- **Passage**:
○ ○ ○ ○ ○ ○ ○
Another art exhibition which explores this relationship between maths and art is Kenneth Martin and Mary Martin Constructed Works which has just left Camden Arts Centre to go to Tate St Ives from Oct 6th-Jan 13th 2008 and then to Bexhill-on-Sea, De La Warr Pavillion from Jan 26-April 20th 2008. Sumi

Beautiful Young Minds

On Sunday 14th October, BBC2 screened a programme about the British Maths Olympiad team. I thought that it was an interesting and sensitive documentary. However, I feel that it was unfortunate that the two people who were focused on most closely, Jos and Daniel, were the ones who had the most social problems and who perhaps most fitted the cliched images of mathematicians that we have found to be so widespread within our research. I can’t imagine a documentary about a sports team showing the team members to be so weird and different. This was mathematician as Other, even for someone like me who was pretty geeky and into maths at school.

If you missed it you can see a few bits on youtube:

The clip where Saul wins his IMO medal and then complains about its shape: http://www.youtube.com/watch?v=BBZoVS-SOmY

The clip where British Chinese Cong rants against the Chinese: http://www.youtube.com/watch?v=lnoi9WJF6r0&mode=related&search=

Saul’s ‘Mr T style’ mock Olympiad question http://www.youtube.com/watch?v=LHTQgzpZl7I

There is also an interesting video review of the documentary called High Functioning Autism: http://www.youtube.com/watch?v=Y-XPLK3ptUo&mode=related&search

If you’re interested in responses to the show then there’s a good discussion here: http://www.digitalspy.co.uk/forums/showthread.php?t=677769, and Sam Wollaston’s Guardian review: http://blogs.guardian.co.uk/tv/2007/10/the_weekends_tv_beautiful_youn.html.
○ ○ ○ ○ ○ ○ ○
- **Record list**:
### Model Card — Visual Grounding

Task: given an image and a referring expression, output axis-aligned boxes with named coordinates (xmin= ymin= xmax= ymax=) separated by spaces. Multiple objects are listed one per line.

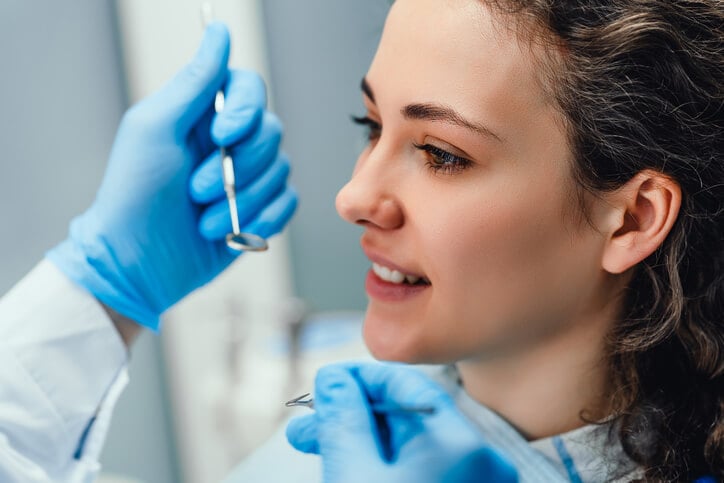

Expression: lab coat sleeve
xmin=0 ymin=260 xmax=128 ymax=483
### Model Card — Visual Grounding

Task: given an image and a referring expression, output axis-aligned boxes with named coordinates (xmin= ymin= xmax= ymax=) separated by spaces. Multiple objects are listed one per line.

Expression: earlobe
xmin=602 ymin=170 xmax=681 ymax=274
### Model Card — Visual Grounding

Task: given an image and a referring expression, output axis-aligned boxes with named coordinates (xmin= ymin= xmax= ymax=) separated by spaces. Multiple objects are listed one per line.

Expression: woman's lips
xmin=365 ymin=269 xmax=431 ymax=302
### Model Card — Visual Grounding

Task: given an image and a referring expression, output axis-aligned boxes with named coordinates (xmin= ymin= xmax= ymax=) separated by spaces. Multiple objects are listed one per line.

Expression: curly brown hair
xmin=485 ymin=0 xmax=724 ymax=481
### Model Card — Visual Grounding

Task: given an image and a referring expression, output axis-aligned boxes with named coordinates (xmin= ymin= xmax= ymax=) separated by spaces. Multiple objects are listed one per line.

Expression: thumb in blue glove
xmin=47 ymin=23 xmax=296 ymax=329
xmin=287 ymin=364 xmax=517 ymax=483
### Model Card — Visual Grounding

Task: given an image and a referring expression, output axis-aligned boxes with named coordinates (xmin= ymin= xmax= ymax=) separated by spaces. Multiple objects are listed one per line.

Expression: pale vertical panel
xmin=118 ymin=0 xmax=292 ymax=483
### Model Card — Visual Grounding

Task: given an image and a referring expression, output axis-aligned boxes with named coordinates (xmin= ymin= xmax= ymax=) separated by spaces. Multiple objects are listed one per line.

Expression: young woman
xmin=242 ymin=0 xmax=724 ymax=481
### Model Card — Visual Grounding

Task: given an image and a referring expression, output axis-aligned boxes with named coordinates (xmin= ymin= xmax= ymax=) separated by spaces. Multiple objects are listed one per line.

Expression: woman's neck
xmin=457 ymin=317 xmax=610 ymax=440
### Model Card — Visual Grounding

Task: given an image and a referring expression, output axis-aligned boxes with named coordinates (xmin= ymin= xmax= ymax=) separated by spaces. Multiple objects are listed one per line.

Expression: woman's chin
xmin=362 ymin=317 xmax=428 ymax=364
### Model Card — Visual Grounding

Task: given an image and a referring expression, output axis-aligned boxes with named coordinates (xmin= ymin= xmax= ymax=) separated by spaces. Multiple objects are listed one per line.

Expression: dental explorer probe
xmin=284 ymin=393 xmax=436 ymax=415
xmin=201 ymin=2 xmax=269 ymax=252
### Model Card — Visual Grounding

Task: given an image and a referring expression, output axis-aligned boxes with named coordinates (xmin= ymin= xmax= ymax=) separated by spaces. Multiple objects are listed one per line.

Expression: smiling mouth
xmin=372 ymin=263 xmax=430 ymax=285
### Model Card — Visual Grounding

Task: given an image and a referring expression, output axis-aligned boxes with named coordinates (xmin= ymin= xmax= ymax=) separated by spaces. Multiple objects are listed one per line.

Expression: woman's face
xmin=337 ymin=0 xmax=604 ymax=362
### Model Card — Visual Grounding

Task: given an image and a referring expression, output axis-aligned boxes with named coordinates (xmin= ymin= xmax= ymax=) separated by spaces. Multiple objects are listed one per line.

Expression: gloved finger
xmin=139 ymin=22 xmax=230 ymax=138
xmin=314 ymin=365 xmax=383 ymax=460
xmin=199 ymin=155 xmax=290 ymax=240
xmin=190 ymin=112 xmax=282 ymax=203
xmin=442 ymin=446 xmax=518 ymax=483
xmin=357 ymin=363 xmax=455 ymax=410
xmin=211 ymin=70 xmax=266 ymax=146
xmin=286 ymin=414 xmax=319 ymax=454
xmin=356 ymin=363 xmax=483 ymax=458
xmin=242 ymin=186 xmax=298 ymax=238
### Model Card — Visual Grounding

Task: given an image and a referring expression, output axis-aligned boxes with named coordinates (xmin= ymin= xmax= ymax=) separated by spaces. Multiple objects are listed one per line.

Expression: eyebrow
xmin=360 ymin=77 xmax=503 ymax=142
xmin=360 ymin=77 xmax=375 ymax=102
xmin=401 ymin=103 xmax=503 ymax=142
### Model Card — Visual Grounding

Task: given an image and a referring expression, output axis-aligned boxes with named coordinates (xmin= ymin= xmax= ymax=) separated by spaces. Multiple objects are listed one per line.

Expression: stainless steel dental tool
xmin=201 ymin=2 xmax=269 ymax=252
xmin=284 ymin=393 xmax=435 ymax=415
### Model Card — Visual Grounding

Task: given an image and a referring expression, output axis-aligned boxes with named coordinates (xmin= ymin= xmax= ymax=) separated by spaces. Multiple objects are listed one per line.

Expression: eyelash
xmin=352 ymin=116 xmax=472 ymax=174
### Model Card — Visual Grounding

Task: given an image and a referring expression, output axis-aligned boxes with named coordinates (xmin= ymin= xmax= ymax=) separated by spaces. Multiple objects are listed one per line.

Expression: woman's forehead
xmin=367 ymin=0 xmax=550 ymax=143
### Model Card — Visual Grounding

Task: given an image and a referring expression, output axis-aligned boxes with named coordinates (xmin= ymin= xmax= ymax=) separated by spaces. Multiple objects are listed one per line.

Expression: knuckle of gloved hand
xmin=262 ymin=111 xmax=284 ymax=145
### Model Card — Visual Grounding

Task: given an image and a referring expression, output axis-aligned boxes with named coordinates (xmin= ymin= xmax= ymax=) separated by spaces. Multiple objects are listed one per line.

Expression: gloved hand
xmin=47 ymin=23 xmax=297 ymax=329
xmin=287 ymin=364 xmax=518 ymax=483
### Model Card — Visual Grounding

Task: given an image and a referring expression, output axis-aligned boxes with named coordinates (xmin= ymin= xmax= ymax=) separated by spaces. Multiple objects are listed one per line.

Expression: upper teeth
xmin=372 ymin=263 xmax=420 ymax=284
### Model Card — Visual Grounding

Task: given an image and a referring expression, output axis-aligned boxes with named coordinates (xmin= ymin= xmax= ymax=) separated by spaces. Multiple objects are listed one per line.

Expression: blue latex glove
xmin=287 ymin=364 xmax=518 ymax=483
xmin=47 ymin=23 xmax=297 ymax=329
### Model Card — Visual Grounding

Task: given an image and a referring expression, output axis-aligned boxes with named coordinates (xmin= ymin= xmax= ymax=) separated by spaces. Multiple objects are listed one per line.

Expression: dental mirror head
xmin=226 ymin=233 xmax=269 ymax=252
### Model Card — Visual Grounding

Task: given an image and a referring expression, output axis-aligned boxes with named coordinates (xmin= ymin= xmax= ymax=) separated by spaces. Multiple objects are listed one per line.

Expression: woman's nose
xmin=336 ymin=159 xmax=404 ymax=230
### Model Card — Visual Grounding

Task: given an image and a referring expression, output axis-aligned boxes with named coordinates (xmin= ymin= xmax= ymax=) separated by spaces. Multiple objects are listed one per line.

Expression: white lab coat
xmin=0 ymin=261 xmax=128 ymax=483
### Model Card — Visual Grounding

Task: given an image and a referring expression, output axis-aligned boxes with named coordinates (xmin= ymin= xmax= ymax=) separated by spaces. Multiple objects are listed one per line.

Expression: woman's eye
xmin=352 ymin=116 xmax=382 ymax=142
xmin=414 ymin=144 xmax=473 ymax=174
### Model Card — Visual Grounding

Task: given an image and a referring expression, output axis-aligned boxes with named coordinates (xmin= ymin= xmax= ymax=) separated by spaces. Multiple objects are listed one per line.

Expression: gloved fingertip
xmin=314 ymin=365 xmax=364 ymax=406
xmin=189 ymin=163 xmax=224 ymax=203
xmin=211 ymin=107 xmax=264 ymax=147
xmin=286 ymin=414 xmax=319 ymax=454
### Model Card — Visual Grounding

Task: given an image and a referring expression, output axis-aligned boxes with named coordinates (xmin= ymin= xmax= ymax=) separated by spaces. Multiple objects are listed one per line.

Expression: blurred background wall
xmin=0 ymin=0 xmax=390 ymax=483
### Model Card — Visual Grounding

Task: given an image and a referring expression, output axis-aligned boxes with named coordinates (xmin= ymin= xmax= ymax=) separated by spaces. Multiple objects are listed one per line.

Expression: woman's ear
xmin=602 ymin=170 xmax=681 ymax=273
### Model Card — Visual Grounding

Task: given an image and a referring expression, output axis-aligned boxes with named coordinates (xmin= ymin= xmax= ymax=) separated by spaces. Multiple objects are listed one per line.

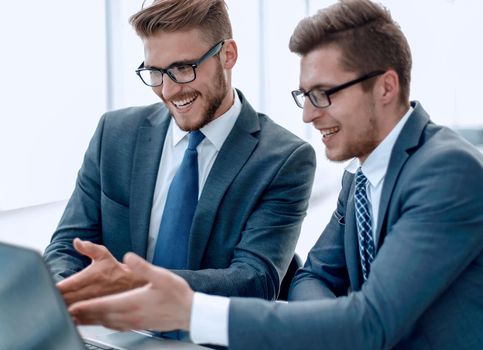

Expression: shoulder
xmin=410 ymin=123 xmax=483 ymax=173
xmin=103 ymin=103 xmax=169 ymax=128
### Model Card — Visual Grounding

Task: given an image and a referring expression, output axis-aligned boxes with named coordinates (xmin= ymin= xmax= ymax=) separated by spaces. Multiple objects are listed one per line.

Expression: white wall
xmin=0 ymin=0 xmax=483 ymax=257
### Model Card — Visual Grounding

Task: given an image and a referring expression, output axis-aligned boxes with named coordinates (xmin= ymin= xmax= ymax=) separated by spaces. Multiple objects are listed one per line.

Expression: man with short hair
xmin=45 ymin=0 xmax=315 ymax=304
xmin=70 ymin=0 xmax=483 ymax=350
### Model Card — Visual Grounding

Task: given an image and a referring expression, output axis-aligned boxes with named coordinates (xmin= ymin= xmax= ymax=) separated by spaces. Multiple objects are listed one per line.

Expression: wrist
xmin=180 ymin=289 xmax=195 ymax=331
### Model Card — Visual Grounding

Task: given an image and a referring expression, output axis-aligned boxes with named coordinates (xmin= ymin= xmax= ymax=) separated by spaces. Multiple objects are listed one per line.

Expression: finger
xmin=69 ymin=290 xmax=147 ymax=330
xmin=74 ymin=238 xmax=110 ymax=260
xmin=124 ymin=253 xmax=170 ymax=283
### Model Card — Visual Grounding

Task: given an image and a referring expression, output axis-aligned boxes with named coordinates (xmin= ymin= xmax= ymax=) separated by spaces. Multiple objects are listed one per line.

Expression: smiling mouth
xmin=171 ymin=95 xmax=198 ymax=109
xmin=320 ymin=127 xmax=339 ymax=139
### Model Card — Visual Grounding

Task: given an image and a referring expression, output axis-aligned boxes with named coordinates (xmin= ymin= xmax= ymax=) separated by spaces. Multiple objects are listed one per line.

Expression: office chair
xmin=277 ymin=253 xmax=302 ymax=301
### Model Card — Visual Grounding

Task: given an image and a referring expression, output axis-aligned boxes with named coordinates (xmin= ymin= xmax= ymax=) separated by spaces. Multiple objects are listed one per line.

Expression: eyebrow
xmin=299 ymin=84 xmax=337 ymax=92
xmin=144 ymin=59 xmax=196 ymax=69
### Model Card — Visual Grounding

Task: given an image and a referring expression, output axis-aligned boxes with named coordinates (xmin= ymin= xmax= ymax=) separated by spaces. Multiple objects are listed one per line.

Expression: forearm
xmin=173 ymin=264 xmax=279 ymax=300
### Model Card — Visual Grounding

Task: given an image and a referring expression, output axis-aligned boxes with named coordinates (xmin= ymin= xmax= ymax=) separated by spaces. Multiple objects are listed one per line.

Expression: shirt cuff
xmin=190 ymin=292 xmax=230 ymax=346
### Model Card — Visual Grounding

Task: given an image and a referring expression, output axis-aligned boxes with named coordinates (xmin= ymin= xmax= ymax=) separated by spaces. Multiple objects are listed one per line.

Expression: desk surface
xmin=78 ymin=326 xmax=208 ymax=350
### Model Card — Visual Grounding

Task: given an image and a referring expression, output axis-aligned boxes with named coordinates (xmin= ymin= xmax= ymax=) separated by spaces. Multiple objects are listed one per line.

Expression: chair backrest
xmin=277 ymin=253 xmax=302 ymax=301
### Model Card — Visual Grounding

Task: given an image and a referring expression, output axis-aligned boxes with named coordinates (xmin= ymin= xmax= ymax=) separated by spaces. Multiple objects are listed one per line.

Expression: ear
xmin=220 ymin=39 xmax=238 ymax=69
xmin=376 ymin=69 xmax=401 ymax=104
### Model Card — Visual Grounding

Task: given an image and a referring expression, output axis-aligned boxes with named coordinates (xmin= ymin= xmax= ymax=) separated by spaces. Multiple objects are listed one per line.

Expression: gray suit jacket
xmin=229 ymin=103 xmax=483 ymax=350
xmin=44 ymin=92 xmax=315 ymax=299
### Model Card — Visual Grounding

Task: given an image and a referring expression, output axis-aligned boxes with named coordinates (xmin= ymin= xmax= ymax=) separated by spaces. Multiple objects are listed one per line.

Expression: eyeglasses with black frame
xmin=136 ymin=40 xmax=225 ymax=87
xmin=292 ymin=70 xmax=386 ymax=109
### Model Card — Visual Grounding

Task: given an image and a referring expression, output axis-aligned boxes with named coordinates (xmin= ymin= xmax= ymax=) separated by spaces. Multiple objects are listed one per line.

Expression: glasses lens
xmin=309 ymin=89 xmax=330 ymax=108
xmin=168 ymin=64 xmax=196 ymax=83
xmin=139 ymin=69 xmax=163 ymax=86
xmin=292 ymin=90 xmax=305 ymax=108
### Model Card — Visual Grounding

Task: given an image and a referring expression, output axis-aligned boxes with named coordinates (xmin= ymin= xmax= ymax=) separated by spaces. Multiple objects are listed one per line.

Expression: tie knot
xmin=356 ymin=167 xmax=367 ymax=188
xmin=188 ymin=130 xmax=205 ymax=150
○ ○ ○ ○ ○ ○ ○
- **Aim of the exercise**: Could you retype the entire passage above about maths, art and the Beautiful Young Minds documentary, character for character?

- **Exercise answer**:
Another art exhibition which explores this relationship between maths and art is Kenneth Martin and Mary Martin Constructed Works which has just left Camden Arts Centre to go to Tate St Ives from Oct 6th-Jan 13th 2008 and then to Bexhill-on-Sea, De La Warr Pavillion from Jan 26-April 20th 2008. Sumi

Beautiful Young Minds

On Sunday 14th October, BBC2 screened a programme about the British Maths Olympiad team. I thought that it was an interesting and sensitive documentary. However, I feel that it was unfortunate that the two people who were focused on most closely, Jos and Daniel, were the ones who had the most social problems and who perhaps most fitted the cliched images of mathematicians that we have found to be so widespread within our research. I can’t imagine a documentary about a sports team showing the team members to be so weird and different. This was mathematician as Other, even for someone like me who was pretty geeky and into maths at school.

If you missed it you can see a few bits on youtube:

The clip where Saul wins his IMO medal and then complains about its shape: http://www.youtube.com/watch?v=BBZoVS-SOmY

The clip where British Chinese Cong rants against the Chinese: http://www.youtube.com/watch?v=lnoi9WJF6r0&mode=related&search=

Saul’s ‘Mr T style’ mock Olympiad question http://www.youtube.com/watch?v=LHTQgzpZl7I

There is also an interesting video review of the documentary called High Functioning Autism: http://www.youtube.com/watch?v=Y-XPLK3ptUo&mode=related&search

If you’re interested in responses to the show then there’s a good discussion here: http://www.digitalspy.co.uk/forums/showthread.php?t=677769, and Sam Wollaston’s Guardian review: http://blogs.guardian.co.uk/tv/2007/10/the_weekends_tv_beautiful_youn.html.